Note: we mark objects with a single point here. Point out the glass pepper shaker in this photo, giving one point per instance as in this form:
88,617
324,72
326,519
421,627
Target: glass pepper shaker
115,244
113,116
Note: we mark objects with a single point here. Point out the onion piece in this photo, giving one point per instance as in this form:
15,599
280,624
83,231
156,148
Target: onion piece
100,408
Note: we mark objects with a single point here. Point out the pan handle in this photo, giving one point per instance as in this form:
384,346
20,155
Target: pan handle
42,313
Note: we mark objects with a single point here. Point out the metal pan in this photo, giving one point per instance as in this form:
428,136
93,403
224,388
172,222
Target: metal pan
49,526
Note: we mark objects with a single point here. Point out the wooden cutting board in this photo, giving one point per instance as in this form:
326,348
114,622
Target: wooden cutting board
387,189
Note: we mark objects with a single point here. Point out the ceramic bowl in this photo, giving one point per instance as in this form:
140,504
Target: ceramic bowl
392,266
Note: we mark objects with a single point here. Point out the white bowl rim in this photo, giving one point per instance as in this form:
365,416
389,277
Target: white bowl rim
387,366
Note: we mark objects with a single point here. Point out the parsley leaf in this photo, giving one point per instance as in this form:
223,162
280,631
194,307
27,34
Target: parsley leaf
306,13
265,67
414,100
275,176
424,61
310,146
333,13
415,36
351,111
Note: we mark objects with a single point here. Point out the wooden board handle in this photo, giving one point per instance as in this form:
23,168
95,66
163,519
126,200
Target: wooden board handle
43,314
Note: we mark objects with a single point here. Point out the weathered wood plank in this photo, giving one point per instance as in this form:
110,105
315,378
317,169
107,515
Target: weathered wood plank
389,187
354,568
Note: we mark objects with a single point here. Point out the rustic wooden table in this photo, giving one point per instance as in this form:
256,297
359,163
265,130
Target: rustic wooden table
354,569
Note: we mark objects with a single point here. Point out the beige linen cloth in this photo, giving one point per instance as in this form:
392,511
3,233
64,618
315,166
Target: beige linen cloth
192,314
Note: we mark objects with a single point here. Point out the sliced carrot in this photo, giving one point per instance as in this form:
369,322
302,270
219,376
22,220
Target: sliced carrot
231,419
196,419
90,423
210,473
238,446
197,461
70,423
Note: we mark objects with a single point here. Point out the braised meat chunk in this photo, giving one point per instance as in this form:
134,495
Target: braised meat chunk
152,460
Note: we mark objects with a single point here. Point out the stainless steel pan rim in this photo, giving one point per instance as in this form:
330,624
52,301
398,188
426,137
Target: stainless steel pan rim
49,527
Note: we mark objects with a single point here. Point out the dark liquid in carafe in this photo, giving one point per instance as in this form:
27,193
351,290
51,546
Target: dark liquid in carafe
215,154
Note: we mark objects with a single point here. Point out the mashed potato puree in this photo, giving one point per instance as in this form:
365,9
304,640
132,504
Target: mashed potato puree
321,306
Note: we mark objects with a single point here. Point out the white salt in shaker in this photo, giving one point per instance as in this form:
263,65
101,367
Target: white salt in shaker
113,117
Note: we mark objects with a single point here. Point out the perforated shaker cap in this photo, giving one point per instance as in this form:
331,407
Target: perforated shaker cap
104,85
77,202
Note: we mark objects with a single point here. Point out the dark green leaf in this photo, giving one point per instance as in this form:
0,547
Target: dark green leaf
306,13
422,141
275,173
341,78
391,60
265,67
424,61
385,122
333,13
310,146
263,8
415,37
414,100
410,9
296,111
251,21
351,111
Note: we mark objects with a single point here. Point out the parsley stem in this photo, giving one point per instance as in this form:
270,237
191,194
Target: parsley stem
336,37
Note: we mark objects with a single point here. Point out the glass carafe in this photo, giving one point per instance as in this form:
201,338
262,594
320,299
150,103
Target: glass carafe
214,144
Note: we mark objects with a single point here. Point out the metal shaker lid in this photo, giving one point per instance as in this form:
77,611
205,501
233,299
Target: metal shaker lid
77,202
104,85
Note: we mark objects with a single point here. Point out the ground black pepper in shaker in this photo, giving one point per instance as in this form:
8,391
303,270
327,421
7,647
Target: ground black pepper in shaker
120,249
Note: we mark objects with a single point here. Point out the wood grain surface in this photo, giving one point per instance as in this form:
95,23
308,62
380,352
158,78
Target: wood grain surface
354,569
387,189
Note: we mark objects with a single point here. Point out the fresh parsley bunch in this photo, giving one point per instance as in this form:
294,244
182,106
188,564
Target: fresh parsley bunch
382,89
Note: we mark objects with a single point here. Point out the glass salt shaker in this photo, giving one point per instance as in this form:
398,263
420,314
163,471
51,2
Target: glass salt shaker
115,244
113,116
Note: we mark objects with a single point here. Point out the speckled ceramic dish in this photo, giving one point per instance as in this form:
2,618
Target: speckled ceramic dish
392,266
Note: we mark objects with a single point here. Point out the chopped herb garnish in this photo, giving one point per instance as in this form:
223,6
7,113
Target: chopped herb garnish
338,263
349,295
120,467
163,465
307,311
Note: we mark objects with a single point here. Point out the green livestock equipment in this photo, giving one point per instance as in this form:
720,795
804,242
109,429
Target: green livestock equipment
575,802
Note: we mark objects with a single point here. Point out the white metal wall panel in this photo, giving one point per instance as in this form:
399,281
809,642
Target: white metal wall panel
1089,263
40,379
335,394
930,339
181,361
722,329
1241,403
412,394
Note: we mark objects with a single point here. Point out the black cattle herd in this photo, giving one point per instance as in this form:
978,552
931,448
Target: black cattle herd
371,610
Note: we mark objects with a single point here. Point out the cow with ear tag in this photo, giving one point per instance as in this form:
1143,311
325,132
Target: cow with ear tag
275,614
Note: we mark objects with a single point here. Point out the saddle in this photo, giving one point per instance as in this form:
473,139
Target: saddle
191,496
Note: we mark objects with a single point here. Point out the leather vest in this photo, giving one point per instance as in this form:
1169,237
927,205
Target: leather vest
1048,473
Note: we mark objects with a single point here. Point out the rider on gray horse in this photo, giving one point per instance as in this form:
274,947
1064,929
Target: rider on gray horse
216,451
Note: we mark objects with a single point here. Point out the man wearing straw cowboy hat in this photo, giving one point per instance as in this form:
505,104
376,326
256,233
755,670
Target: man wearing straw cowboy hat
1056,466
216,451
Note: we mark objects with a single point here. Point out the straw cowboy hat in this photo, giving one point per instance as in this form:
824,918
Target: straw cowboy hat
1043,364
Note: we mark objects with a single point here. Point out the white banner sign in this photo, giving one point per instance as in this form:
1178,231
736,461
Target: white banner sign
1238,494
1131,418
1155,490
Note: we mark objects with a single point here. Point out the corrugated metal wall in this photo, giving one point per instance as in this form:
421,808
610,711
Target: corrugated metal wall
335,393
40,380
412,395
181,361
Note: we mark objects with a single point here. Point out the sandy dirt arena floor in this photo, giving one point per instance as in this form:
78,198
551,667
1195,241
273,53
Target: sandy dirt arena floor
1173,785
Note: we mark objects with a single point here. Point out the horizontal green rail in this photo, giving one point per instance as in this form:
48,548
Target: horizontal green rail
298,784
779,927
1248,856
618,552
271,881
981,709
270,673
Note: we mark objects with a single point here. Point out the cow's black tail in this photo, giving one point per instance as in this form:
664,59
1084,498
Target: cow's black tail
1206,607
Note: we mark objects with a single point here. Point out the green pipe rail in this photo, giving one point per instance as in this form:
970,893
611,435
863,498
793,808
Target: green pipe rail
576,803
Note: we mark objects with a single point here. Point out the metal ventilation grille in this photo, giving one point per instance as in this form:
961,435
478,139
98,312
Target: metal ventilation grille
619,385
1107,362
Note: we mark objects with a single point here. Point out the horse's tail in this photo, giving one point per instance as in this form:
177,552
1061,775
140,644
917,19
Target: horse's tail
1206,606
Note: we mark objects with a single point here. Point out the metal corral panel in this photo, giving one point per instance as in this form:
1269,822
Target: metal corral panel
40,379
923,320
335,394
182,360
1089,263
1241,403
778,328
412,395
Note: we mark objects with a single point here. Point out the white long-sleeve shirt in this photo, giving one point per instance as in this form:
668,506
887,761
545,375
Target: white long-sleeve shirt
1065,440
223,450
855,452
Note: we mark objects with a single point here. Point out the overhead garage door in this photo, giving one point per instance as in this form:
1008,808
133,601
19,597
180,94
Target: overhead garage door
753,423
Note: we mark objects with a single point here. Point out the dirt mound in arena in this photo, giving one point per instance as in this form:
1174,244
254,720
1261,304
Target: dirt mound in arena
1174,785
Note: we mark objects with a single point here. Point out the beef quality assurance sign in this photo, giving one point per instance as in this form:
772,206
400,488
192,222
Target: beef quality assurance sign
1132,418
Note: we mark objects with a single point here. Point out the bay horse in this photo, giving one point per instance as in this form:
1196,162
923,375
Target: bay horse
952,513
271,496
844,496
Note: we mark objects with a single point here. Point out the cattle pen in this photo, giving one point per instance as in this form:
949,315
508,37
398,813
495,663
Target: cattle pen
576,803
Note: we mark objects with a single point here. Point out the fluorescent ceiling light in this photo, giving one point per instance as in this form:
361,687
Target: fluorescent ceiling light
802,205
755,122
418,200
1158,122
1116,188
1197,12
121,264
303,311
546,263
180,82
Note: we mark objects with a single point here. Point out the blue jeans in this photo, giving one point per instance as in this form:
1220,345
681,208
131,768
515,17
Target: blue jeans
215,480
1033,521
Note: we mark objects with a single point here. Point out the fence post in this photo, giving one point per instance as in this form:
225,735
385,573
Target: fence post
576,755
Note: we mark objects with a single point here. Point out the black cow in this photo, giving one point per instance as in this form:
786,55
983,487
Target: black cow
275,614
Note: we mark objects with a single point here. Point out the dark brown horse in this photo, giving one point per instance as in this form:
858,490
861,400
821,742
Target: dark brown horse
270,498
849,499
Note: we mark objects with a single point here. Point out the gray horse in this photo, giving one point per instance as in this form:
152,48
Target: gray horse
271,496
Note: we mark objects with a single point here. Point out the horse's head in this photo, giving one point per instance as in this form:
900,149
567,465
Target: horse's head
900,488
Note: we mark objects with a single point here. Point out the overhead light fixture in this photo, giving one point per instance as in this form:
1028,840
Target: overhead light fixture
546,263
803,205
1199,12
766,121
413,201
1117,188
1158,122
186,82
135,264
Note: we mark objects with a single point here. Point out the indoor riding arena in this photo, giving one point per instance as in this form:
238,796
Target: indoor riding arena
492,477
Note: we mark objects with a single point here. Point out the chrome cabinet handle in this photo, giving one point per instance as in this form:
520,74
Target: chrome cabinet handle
- - -
Task to carry out
Your task is to gather all lines from the entries above that hold the word "chrome".

Exercise response
Note: we mark objects with a single point here. Point out the chrome cabinet handle in this photo, giving one point per instance as in this form:
Target: chrome cabinet handle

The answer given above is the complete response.